Exercise requirements |
Exactly those lines from the one with "detect the sunlit" through the end of the listing below must be returned, and nothing else.

Material to process |
---
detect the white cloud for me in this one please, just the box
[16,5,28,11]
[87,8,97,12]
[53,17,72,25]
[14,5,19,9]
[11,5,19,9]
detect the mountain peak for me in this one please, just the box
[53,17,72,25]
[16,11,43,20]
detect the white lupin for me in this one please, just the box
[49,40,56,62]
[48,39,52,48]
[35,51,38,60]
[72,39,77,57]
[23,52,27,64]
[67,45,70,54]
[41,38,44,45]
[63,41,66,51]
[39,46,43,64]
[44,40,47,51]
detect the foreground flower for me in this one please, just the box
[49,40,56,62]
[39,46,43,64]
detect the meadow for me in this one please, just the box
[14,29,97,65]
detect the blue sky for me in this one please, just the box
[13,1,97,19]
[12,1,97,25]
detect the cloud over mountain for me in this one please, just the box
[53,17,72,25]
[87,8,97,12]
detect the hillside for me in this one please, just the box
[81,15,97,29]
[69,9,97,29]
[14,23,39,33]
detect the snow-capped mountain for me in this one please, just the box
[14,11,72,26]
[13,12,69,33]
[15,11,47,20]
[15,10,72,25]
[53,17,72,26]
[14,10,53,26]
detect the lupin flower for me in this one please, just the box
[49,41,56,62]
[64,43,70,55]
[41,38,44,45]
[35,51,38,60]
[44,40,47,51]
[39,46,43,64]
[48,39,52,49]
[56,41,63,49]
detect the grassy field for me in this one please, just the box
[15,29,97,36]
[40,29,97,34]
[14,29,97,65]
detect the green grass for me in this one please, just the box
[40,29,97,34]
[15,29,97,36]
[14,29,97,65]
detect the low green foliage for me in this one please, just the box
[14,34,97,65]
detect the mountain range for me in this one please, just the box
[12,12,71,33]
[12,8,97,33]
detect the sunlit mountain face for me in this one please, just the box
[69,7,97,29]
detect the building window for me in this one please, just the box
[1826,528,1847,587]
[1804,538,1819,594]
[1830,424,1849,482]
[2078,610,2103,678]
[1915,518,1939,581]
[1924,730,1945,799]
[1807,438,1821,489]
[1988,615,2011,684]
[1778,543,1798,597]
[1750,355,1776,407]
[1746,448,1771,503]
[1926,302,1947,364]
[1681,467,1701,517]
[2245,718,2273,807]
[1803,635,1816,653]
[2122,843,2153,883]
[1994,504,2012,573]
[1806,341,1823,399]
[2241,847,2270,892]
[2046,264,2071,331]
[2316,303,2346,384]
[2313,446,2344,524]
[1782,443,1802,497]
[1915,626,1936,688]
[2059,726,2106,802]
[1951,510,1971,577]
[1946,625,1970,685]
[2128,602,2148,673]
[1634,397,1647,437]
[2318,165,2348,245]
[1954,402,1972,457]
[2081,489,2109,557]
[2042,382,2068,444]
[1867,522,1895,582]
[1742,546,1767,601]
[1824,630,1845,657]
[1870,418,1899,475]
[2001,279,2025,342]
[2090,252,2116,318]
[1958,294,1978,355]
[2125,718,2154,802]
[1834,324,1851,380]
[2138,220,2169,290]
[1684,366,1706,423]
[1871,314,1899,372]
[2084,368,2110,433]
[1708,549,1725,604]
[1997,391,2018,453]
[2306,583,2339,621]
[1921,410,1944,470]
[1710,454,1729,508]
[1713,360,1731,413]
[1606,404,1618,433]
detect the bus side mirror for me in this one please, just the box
---
Written answer |
detect the sunlit mountain face for me in this one please, just the box
[69,7,97,29]
detect the building window for me in this one please, just the box
[1826,528,1847,587]
[1804,538,1819,594]
[1830,424,1849,482]
[2078,610,2103,678]
[1915,518,1939,581]
[1924,730,1945,799]
[1807,438,1821,489]
[1988,615,2011,684]
[1778,543,1798,597]
[1750,355,1776,407]
[1746,448,1771,503]
[1926,302,1947,364]
[1681,467,1701,517]
[2245,718,2273,807]
[1803,635,1816,653]
[2122,843,2153,883]
[1994,504,2012,573]
[1806,341,1823,399]
[2241,847,2270,892]
[2046,264,2071,331]
[2316,303,2346,384]
[2313,446,2344,524]
[1782,443,1802,497]
[1915,626,1936,688]
[2059,726,2106,802]
[1951,510,1971,577]
[1946,625,1970,685]
[2128,602,2148,673]
[1634,397,1647,437]
[2318,165,2348,245]
[1954,402,1972,457]
[2081,489,2109,557]
[2042,382,2068,444]
[1867,522,1895,582]
[1742,546,1767,601]
[1824,630,1845,657]
[1870,418,1899,475]
[2001,279,2025,342]
[2090,252,2116,318]
[1958,294,1978,355]
[2125,718,2154,802]
[1834,324,1851,380]
[2138,220,2169,290]
[1684,366,1706,423]
[1871,314,1899,372]
[2084,368,2110,433]
[1708,549,1725,604]
[1997,391,2018,453]
[2306,583,2339,621]
[1921,410,1944,470]
[1710,454,1729,508]
[1713,360,1731,413]
[1606,404,1618,433]
detect the bus side mirror for me in this one please, just the box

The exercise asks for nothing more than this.